TASK REQUIREMENTS
**A.** In the opening sentence of the abstract of the article on changing a 2D material's symmetry, what three kinds of technologies are named as promising applications of optoelectronic materials?
**B.** Duplicate the passage from the article on changing a 2D material's symmetry that opens with the words containing "To break the inversion" and closes with "the MoS2 lattice.".

Nanotechnology Now

Our NanoNews Digest Sponsors
Heifer International



Home > Press > Changing a 2D material's symmetry can unlock its promise: Jian Shi Research Group engineers material into promising optoelectronic

Deforming MoS2 leads to the observation of the flexo-photovoltaic effect. Image credit: Jie Jiang, Jian Shi
Deforming MoS2 leads to the observation of the flexo-photovoltaic effect. Image credit: Jie Jiang, Jian Shi

Abstract:
Optoelectronic materials that are capable of converting the energy of light into electricity, and electricity into light, have promising applications as light-emitting, energy-harvesting, and sensing technologies. However, devices made of these materials are often plagued by inefficiency, losing significant useful energy as heat. To break the current limits of efficiency, new principles of light-electricity conversion are needed.

Changing a 2D material's symmetry can unlock its promise: Jian Shi Research Group engineers material into promising optoelectronic

Troy, NY | Posted on June 18th, 2021

For instance, many materials that exhibit efficient optoelectronic properties are constrained by inversion symmetry, a physical property that limits engineers' control of electrons in the material and their options for designing novel or efficient devices. In research published today in Nature Nanotechnology, a team of materials scientists and engineers, led by Jian Shi, an associate professor of materials science and engineering at Rensselaer Polytechnic Institute, used a strain gradient in order to break that inversion symmetry, creating a novel optoelectronic phenomenon in the promising material molybdenum disulfide (MoS2) -- for the first time.

To break the inversion symmetry, the team placed a vanadium oxide (VO2) wire underneath a sheet of MoS2. Molybdenum disulfide is a flexible material, Shi said, so it deformed its original shape to follow the curve of the VO2 wire, creating a gradient within its crystal lattice. Imagine what would happen if you placed a piece of paper over a pencil that was sitting on a table. The varied tension created in the paper is like the strain gradient formed in the MoS2 lattice.

That gradient, Shi said, breaks the material's inversion symmetry and allows electrons traveling within the crystal to be manipulated. The unique photo-response observed near the strain gradient allows a current to flow through the material. It's known as the flexo-photovoltaic effect, and it could be harnessed to design novel and/or high-efficiency optoelectronics.

"This is the first demonstration of such an effect in this material," Shi said. "If we have a solution that does not create heat during photon-electricity conversion, then the electronic devices or circuits could be improved."

Vanadium oxide is very sensitive to temperature, so the team was also able to demonstrate that the flexo-photovoltaic effect brought about temperature dependence at the site where the MoS2 and VO2 materials meet -- changing the lattice's gradient accordingly.

"This discovery suggests a novel principle that could be used for remote thermal sensing," said Jie Jiang, a postdoctoral research fellow in Shi's lab and the first author on this paper.

What the team was able to demonstrate here, Shi said, not only shows great promise for this material, but also suggests the potential of using such an approach in engineering other materials with favorable optoelectronic properties that are plagued by inversion symmetry.

SUPPLIED MATERIAL
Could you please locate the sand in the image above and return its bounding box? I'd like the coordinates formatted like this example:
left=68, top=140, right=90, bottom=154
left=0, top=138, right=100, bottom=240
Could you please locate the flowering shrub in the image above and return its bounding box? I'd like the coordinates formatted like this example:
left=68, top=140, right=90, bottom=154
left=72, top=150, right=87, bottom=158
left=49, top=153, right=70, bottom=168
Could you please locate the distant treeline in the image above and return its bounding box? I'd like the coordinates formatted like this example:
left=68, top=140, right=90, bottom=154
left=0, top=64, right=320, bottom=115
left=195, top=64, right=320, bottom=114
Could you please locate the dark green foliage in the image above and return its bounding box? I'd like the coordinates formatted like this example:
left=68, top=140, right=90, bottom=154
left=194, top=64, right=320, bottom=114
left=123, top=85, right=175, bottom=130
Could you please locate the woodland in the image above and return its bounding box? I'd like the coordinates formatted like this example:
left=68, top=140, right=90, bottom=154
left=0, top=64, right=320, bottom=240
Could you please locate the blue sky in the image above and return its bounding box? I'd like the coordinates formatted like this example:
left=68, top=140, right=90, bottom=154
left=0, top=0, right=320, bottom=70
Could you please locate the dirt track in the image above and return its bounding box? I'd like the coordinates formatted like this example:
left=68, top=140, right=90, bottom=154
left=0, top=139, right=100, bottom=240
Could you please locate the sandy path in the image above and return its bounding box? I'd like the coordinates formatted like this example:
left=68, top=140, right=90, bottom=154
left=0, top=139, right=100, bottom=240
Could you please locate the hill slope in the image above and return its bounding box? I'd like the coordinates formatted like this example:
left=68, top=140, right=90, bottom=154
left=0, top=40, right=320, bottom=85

SOLUTIONS TO THE EXERCISE
**A.** Light-emitting, energy-harvesting, and sensing technologies.

**B.**
To break the inversion symmetry, the team placed a vanadium oxide (VO2) wire underneath a sheet of MoS2. Molybdenum disulfide is a flexible material, Shi said, so it deformed its original shape to follow the curve of the VO2 wire, creating a gradient within its crystal lattice. Imagine what would happen if you placed a piece of paper over a pencil that was sitting on a table. The varied tension created in the paper is like the strain gradient formed in the MoS2 lattice.